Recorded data
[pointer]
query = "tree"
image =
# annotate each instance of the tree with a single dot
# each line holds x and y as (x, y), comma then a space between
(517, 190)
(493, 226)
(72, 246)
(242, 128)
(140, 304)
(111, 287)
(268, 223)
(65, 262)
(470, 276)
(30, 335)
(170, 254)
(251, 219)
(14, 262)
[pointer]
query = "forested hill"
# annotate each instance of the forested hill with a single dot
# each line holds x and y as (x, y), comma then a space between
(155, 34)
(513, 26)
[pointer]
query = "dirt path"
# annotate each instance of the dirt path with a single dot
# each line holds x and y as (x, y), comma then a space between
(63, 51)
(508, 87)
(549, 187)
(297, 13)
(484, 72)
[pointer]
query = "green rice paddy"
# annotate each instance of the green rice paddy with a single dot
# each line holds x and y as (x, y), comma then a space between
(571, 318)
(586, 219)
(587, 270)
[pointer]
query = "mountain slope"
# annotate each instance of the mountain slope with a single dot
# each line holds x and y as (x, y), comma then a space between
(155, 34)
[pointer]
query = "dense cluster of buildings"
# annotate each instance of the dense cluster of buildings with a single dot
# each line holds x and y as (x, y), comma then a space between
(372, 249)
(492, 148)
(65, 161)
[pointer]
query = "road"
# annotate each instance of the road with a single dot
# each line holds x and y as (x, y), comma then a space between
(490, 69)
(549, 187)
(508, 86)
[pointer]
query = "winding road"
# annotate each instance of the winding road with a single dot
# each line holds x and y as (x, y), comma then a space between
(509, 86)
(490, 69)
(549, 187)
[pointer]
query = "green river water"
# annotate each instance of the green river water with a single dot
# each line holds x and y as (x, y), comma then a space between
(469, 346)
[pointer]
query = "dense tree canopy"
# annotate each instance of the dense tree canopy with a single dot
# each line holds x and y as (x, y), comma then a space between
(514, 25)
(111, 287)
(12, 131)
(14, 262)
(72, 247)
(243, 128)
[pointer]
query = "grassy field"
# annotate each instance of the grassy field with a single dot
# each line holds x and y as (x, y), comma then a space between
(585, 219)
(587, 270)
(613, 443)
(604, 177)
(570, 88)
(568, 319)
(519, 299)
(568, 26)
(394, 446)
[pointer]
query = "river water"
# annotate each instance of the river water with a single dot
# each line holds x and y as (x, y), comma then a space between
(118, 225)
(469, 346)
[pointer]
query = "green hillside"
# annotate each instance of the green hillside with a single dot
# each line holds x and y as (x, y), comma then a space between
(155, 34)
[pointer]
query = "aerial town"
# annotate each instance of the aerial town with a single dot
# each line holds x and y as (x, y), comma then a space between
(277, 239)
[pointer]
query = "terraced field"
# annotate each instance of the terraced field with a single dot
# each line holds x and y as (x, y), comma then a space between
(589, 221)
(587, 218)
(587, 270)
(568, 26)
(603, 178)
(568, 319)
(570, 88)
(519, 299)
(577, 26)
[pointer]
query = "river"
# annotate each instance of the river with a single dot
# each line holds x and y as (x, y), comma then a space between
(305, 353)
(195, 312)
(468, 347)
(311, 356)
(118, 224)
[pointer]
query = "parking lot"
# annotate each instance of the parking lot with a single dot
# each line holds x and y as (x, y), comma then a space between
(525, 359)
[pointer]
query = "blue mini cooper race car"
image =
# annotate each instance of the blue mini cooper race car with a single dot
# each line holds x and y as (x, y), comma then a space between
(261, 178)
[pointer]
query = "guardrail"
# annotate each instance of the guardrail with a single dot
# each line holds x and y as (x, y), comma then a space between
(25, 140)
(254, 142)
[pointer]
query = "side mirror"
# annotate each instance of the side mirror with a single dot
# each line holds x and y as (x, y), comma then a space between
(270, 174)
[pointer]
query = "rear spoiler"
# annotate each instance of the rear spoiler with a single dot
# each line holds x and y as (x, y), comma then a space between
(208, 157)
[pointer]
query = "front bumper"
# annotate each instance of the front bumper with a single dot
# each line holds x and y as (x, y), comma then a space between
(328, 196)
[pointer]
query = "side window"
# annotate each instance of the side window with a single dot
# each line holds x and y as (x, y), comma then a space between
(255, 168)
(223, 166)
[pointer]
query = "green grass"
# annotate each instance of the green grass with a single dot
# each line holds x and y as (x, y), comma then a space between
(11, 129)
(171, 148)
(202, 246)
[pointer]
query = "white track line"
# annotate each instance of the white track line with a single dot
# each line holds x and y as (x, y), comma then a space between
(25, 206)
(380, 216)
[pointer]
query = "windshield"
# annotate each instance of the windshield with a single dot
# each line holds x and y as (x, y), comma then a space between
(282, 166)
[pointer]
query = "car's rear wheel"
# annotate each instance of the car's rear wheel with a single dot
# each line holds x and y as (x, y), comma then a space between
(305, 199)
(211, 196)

**Goal of the exercise:** This calls for repeating all of the records, character for character.

**Written reply:**
[pointer]
query = "tree"
image =
# annotate each instance of the tree with a single dot
# each line holds x and y as (x, y), comma then a space between
(517, 190)
(493, 226)
(72, 246)
(242, 128)
(140, 304)
(111, 287)
(268, 223)
(65, 262)
(470, 276)
(30, 335)
(170, 254)
(251, 219)
(14, 262)
[pointer]
query = "forested hill"
# annotate each instance of the forested hill with a single dot
# each line holds x and y as (x, y), comma then a space between
(155, 34)
(513, 26)
[pointer]
query = "dirt path"
# annotate each instance of the dirt path with a single dot
# each line holds x and y as (x, y), comma then a space between
(63, 51)
(508, 87)
(549, 187)
(297, 13)
(484, 72)
[pointer]
query = "green rice paddy"
# annotate each instance of the green rice paddy with a single dot
# each line holds x and y as (x, y), comma then a space between
(571, 318)
(586, 219)
(587, 270)
[pointer]
query = "mountain slope"
# annotate each instance of the mountain slope with a single dot
# each line holds x and y as (x, y), comma then a space between
(155, 34)
[pointer]
query = "dense cluster of buildings"
# annotate each instance of the dense cluster of buildings with a single dot
# each line holds x and y as (x, y), comma then a space between
(372, 249)
(492, 148)
(65, 161)
[pointer]
query = "road"
# annotate each instance of the road with a single dot
# each line holds x and y as (x, y), comma then a space between
(490, 69)
(549, 187)
(508, 86)
[pointer]
query = "winding road"
# annotate each instance of the winding road with a single dot
# each line holds x and y as (x, y), comma then a space between
(509, 86)
(490, 69)
(549, 187)
[pointer]
query = "green river water"
# annotate each instance of the green river water with a single dot
# each line holds x and y as (x, y), comma then a space between
(469, 346)
[pointer]
query = "dense tree canopy"
# annotate each instance of the dense tree canopy with a single dot
# each line holds x and y as (x, y), comma then a space between
(514, 25)
(111, 287)
(12, 131)
(14, 262)
(72, 247)
(243, 128)
[pointer]
query = "grassy field"
# annotate each instance of the grassy field with a single dot
# each line holds x and y as (x, y), comma then a space between
(585, 219)
(587, 270)
(613, 443)
(604, 177)
(570, 88)
(568, 319)
(519, 299)
(568, 26)
(394, 446)
[pointer]
query = "river water"
# annotate each instance of the river water with a single dot
# each line holds x and y as (x, y), comma then a space between
(118, 225)
(469, 346)
[pointer]
query = "green hillside"
# annotate each instance of the green hillside with a single dot
# each line holds x and y as (x, y), comma then a space between
(155, 34)
[pointer]
query = "aerial town"
# annotate each instance of the aerial town with a single dot
# each line holds x and y as (x, y), comma then a space between
(277, 239)
[pointer]
query = "terraced field"
# annotate each instance of the terraced field with a single dot
# each line holds x and y as (x, y), comma then a space between
(589, 221)
(587, 218)
(587, 270)
(568, 26)
(603, 178)
(568, 319)
(570, 88)
(519, 299)
(577, 26)
[pointer]
query = "river"
# annotate each instance of the river with a single dot
# each line holds x and y as (x, y), comma then a space between
(305, 353)
(195, 312)
(468, 347)
(311, 356)
(118, 224)
[pointer]
query = "parking lot"
# annotate each instance of the parking lot with a single dot
# each line holds x and y as (x, y), comma then a space between
(525, 359)
[pointer]
query = "blue mini cooper race car"
image =
# annotate each instance of the blue mini cooper race car with a single dot
# each line holds x and y as (x, y), comma then a space between
(261, 178)
[pointer]
query = "guardrail"
# annotate each instance of the guardrail with a single dot
# each line holds x and y as (x, y), comma then a space between
(25, 140)
(254, 142)
[pointer]
query = "side mirror"
# annotate each instance of the side mirror with a single dot
# each line holds x and y as (x, y), comma then a space between
(270, 174)
[pointer]
query = "rear spoiler"
# annotate each instance of the rear spoiler with a single dot
# each line holds x and y as (x, y), comma then a space between
(208, 157)
[pointer]
query = "front bumper"
# annotate each instance of the front bumper with a single dot
# each line holds x and y as (x, y), comma then a space between
(328, 196)
[pointer]
query = "side window"
# annotate each instance of the side window with a single dot
# each line holds x and y as (x, y), comma then a space between
(255, 168)
(223, 166)
[pointer]
query = "green grass"
# annotate each instance of the green grass with a single dot
# each line holds x and y as (x, y), comma then a space between
(11, 129)
(171, 148)
(202, 246)
[pointer]
query = "white track line"
# annotate each instance of the white track line with a single dot
# each line holds x and y as (x, y), comma then a space between
(25, 206)
(380, 216)
[pointer]
query = "windshield"
# annotate each instance of the windshield with a single dot
# each line holds x and y as (x, y), comma then a space between
(282, 166)
[pointer]
query = "car's rear wheel"
# annotate each instance of the car's rear wheel with a single dot
# each line holds x and y as (x, y), comma then a space between
(305, 199)
(211, 196)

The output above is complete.